*WORK REQUIRED:*
Repeat word for word everything from the line containing "stone parapet, imagine" to the end of the listing, first and last lines included, and only that.
━━ DATA EXCERPTS
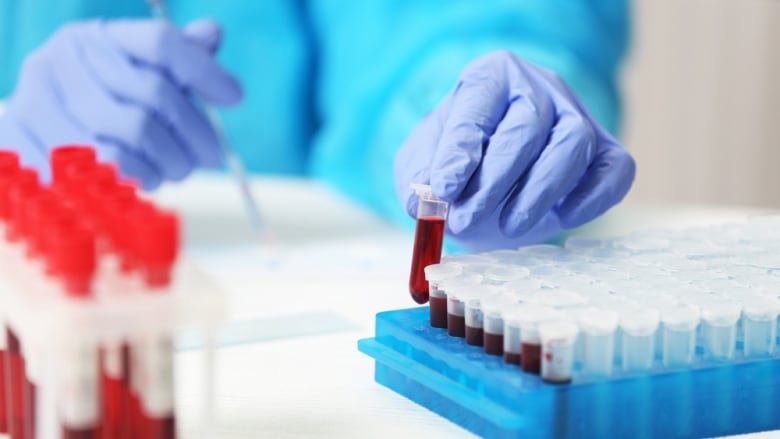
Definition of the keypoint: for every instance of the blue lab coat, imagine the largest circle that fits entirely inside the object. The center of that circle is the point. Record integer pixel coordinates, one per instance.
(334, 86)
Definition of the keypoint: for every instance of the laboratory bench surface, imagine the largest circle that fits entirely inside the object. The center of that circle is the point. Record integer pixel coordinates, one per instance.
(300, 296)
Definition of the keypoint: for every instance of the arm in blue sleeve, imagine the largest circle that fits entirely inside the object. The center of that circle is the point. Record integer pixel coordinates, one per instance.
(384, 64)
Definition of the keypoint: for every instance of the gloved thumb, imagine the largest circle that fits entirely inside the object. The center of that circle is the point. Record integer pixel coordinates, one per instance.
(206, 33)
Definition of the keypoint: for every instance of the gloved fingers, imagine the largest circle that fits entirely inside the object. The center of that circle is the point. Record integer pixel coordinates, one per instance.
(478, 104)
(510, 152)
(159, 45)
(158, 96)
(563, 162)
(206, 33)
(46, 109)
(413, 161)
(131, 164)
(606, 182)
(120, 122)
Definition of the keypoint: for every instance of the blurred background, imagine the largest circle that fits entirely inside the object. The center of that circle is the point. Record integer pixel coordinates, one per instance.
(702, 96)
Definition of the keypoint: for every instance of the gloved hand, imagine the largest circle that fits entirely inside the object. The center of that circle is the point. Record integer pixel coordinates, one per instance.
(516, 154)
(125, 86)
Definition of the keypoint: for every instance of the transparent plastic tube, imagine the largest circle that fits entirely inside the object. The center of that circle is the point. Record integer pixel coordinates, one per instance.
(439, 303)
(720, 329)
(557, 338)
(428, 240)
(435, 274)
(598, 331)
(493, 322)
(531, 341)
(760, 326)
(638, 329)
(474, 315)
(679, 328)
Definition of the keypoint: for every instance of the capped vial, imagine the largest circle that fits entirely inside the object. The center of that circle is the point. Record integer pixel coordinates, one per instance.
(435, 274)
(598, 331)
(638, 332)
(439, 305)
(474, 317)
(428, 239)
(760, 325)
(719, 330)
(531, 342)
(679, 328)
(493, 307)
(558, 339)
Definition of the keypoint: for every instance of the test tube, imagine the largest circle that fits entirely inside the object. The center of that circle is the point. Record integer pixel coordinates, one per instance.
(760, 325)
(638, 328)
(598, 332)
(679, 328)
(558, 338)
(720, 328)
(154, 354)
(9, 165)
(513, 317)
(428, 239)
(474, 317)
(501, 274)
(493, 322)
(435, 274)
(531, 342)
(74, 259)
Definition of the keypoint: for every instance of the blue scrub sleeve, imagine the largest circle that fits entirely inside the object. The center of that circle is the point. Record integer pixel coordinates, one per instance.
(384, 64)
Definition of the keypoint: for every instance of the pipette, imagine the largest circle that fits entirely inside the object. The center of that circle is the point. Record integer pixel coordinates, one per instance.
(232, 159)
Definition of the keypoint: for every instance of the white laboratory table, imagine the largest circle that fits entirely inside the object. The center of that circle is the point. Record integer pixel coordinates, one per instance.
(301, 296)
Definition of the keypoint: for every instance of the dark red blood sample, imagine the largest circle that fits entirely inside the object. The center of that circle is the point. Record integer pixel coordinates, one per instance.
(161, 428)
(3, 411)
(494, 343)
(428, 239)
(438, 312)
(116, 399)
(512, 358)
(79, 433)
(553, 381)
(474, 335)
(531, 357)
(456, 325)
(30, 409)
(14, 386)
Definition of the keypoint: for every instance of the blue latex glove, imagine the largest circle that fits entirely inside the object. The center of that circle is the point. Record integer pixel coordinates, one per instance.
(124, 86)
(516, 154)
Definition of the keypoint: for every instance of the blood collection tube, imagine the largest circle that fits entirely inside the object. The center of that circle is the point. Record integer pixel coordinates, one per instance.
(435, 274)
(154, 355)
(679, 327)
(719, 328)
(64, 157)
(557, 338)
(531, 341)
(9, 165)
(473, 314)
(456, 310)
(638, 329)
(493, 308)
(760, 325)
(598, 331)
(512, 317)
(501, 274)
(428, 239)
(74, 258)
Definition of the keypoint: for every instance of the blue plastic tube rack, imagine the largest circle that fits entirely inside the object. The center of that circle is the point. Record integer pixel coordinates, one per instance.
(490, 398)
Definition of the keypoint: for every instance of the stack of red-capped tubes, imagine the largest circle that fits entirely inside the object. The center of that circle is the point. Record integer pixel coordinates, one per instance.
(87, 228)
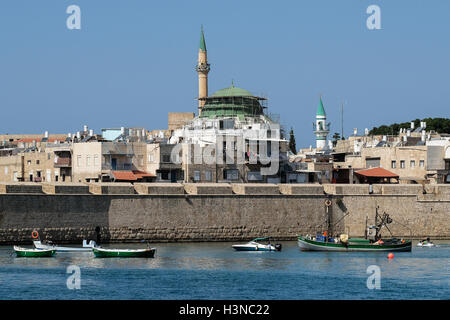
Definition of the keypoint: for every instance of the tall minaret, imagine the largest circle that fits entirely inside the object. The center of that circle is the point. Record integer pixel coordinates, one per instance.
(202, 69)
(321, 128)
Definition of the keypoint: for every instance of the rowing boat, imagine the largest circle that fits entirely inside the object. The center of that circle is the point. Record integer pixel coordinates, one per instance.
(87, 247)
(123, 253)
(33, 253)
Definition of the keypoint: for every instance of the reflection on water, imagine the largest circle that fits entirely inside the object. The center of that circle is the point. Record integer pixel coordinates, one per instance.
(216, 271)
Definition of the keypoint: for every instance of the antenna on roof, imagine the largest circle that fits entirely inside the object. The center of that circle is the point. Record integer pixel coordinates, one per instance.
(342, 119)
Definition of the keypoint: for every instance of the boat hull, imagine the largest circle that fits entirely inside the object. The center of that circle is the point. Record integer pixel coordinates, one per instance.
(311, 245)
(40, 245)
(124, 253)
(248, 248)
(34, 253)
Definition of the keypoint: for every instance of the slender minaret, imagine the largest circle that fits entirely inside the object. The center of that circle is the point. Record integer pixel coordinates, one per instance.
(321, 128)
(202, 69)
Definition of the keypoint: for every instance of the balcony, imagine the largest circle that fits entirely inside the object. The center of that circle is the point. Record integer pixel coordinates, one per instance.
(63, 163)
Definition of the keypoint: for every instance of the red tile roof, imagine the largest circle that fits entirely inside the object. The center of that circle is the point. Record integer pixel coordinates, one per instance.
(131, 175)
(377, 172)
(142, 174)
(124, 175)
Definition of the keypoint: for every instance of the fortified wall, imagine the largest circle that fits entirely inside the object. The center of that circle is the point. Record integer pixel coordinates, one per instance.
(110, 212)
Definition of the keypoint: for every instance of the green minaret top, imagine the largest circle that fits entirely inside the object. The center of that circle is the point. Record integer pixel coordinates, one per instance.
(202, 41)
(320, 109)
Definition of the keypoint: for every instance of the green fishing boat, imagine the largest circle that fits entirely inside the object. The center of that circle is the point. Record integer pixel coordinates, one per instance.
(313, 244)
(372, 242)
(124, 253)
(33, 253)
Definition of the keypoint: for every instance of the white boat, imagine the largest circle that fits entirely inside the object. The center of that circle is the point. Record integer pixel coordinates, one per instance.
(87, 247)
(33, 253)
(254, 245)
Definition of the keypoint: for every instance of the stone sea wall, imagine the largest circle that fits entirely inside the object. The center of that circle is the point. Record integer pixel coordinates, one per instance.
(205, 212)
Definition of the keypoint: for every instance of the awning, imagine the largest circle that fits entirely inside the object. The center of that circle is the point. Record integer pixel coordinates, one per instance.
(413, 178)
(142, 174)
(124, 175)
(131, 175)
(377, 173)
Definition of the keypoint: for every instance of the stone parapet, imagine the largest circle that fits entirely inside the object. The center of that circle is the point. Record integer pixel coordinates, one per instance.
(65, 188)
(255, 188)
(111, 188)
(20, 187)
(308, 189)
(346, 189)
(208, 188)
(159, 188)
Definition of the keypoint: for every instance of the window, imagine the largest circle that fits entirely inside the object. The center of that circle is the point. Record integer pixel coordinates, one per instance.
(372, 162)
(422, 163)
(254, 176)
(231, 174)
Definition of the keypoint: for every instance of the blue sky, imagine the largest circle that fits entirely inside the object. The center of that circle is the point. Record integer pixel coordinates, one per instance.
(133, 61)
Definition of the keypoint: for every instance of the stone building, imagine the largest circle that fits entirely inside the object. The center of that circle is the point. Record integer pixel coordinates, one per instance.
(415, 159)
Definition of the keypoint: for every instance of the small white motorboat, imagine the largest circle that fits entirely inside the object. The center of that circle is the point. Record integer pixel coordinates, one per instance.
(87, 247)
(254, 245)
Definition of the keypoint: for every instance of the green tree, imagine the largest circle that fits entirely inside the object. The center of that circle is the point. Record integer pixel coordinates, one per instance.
━━━━
*SOLVED EXERCISE:*
Definition of the keypoint: for every instance of the stone parapet, imagine the largest circle that fits entirely inside the object. The center of that circle is the point. Record integer pixel coordinates, one per instance.
(65, 188)
(255, 188)
(111, 188)
(20, 187)
(308, 189)
(346, 189)
(208, 188)
(159, 188)
Definition of the keypoint: for every instance of the window, imagine the largest circle that fits entirely inside the object. The center of that circle is the point. Record integer pixel coordinates, one per instance.
(372, 162)
(422, 163)
(254, 176)
(231, 174)
Definition of the keypoint: for every instance of the blue sky, imagine the largest circle that fits entirely inside the object. The center of that circle is the point. Record integer pixel coordinates, one per instance.
(133, 61)
Definition of the keypoint: for every instance of the stone building, imagine the largest circle that fits entirely inside the object. The center of that circle is the point. Record integer pixel coordinates, one per instance.
(415, 159)
Definition of the keypoint: for every instance of the small white motorboat, imagine the largest circle that fits entirely inside the object. The center of that circle is the point. Record integer pixel coordinates, one per instance.
(87, 247)
(254, 245)
Definition of the keypoint: for every instance of the green tree, imagine the largest circle that fits entirely inside the object. The center of that circle is the point. Record integer pixel coordinates, one per instance.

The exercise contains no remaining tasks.